** DATA FOR PROCESSING follows **

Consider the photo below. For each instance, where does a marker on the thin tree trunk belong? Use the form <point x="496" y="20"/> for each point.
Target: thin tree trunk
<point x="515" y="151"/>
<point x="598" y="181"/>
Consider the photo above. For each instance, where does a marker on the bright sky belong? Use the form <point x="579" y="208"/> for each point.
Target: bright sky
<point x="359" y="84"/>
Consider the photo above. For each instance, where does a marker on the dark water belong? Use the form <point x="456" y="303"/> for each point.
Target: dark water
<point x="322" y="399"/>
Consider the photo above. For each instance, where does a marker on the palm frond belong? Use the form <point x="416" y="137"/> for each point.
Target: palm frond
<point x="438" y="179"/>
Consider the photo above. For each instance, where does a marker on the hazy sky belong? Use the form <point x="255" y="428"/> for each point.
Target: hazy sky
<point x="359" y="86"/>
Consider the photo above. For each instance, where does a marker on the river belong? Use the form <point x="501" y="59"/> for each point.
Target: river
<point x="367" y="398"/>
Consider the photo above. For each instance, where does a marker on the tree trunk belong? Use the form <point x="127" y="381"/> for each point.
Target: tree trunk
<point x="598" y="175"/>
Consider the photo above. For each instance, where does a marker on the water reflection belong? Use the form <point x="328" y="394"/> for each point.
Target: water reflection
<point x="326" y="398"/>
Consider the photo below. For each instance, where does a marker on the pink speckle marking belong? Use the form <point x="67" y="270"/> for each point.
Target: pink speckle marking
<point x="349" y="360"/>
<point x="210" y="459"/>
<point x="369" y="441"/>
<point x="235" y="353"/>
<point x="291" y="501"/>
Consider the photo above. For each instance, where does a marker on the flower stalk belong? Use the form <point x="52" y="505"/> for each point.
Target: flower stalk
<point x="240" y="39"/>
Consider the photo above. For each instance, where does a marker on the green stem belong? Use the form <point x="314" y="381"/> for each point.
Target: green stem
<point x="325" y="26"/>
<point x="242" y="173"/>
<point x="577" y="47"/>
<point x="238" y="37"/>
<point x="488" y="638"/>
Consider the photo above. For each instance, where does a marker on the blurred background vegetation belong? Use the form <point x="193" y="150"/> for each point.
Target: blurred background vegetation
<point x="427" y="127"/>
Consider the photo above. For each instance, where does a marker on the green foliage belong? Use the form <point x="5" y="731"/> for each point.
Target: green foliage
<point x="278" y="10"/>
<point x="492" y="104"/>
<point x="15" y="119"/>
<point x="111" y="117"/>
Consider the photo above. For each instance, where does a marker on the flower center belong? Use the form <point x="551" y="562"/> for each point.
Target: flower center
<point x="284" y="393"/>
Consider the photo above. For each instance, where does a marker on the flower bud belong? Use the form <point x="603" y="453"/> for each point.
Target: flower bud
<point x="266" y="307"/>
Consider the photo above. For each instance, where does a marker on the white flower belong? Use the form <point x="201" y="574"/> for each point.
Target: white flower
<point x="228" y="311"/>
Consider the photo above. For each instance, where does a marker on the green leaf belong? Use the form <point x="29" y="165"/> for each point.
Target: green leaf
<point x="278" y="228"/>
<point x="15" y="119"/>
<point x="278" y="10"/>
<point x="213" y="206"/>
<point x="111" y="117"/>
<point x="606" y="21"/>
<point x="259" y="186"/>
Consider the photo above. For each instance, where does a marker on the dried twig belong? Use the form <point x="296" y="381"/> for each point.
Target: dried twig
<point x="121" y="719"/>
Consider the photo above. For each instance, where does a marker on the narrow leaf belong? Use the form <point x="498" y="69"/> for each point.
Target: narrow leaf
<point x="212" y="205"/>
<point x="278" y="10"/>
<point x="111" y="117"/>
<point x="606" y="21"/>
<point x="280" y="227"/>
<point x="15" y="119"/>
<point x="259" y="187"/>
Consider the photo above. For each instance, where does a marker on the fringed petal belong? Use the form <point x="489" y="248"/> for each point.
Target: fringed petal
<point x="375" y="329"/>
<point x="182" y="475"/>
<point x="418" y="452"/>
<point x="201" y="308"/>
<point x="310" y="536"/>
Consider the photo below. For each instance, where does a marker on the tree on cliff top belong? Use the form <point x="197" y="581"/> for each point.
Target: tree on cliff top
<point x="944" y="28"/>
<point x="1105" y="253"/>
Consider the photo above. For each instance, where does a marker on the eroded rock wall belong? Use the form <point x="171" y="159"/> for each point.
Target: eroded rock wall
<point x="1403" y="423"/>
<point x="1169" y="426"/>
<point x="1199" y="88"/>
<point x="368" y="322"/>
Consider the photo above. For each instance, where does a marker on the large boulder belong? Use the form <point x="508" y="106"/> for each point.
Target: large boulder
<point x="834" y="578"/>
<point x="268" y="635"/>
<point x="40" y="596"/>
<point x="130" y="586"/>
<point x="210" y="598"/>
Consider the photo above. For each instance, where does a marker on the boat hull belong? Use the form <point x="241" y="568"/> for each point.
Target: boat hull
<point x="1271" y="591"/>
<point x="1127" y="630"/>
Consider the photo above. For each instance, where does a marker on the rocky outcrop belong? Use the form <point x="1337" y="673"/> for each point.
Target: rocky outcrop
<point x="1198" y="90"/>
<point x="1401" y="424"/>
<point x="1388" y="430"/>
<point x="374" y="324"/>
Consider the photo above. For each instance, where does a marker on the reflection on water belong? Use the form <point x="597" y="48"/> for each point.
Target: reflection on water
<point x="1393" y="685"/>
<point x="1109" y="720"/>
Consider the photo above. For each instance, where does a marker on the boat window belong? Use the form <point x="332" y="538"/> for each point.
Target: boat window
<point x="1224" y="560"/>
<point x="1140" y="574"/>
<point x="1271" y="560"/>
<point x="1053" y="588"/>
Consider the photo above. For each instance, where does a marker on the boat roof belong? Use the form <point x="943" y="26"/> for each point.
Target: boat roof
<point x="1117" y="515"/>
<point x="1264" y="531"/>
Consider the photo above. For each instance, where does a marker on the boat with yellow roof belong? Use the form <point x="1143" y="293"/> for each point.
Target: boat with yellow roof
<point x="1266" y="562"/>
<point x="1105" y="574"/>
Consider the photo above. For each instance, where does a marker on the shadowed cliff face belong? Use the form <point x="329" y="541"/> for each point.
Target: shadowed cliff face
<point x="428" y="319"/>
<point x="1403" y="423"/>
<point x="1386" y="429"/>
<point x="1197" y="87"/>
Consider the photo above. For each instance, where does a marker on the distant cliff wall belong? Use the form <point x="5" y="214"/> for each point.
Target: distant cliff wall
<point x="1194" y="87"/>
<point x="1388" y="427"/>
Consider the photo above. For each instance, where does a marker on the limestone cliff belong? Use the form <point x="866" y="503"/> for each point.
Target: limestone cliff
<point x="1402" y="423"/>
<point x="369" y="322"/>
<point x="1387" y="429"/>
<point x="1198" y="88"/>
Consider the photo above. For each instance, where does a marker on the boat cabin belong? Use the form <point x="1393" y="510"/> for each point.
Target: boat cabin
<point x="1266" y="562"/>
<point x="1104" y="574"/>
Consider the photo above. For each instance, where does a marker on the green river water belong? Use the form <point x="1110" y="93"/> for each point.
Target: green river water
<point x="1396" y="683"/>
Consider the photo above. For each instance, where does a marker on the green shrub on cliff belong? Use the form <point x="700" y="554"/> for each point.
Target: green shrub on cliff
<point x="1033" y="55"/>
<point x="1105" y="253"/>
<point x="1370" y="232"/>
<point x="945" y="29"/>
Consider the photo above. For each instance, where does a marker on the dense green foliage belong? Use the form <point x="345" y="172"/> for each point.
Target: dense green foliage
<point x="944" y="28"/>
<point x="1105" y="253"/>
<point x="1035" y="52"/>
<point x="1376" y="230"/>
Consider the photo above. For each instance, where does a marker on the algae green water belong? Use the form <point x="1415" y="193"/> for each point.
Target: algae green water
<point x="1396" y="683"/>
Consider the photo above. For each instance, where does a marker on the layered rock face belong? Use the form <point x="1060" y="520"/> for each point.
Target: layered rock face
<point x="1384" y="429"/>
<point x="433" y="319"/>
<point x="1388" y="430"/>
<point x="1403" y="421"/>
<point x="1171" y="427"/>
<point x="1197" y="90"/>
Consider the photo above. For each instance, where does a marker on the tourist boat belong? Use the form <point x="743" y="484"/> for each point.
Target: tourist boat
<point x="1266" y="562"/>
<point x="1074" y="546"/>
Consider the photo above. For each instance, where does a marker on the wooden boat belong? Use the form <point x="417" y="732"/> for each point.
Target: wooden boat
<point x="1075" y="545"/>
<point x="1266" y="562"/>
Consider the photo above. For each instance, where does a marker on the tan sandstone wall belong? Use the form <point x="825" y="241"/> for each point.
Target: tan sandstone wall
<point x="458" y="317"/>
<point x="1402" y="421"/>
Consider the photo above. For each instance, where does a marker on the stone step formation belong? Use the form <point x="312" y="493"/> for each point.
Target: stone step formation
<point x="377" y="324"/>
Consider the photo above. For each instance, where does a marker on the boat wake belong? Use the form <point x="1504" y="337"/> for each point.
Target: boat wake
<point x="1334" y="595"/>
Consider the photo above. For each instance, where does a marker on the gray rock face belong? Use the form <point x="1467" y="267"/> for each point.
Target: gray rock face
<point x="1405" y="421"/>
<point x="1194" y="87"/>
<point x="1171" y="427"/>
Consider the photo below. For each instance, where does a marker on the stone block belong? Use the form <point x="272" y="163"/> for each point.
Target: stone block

** End of DATA FOR PROCESSING **

**WHAT IS BEING ASKED**
For each line of the data that includes the word "block", return a copy of it.

**RESPONSE TO THIS TASK**
Consider the photo below. For each instance, where does a marker on the stone block belong? Use the form <point x="272" y="163"/> for each point.
Target: stone block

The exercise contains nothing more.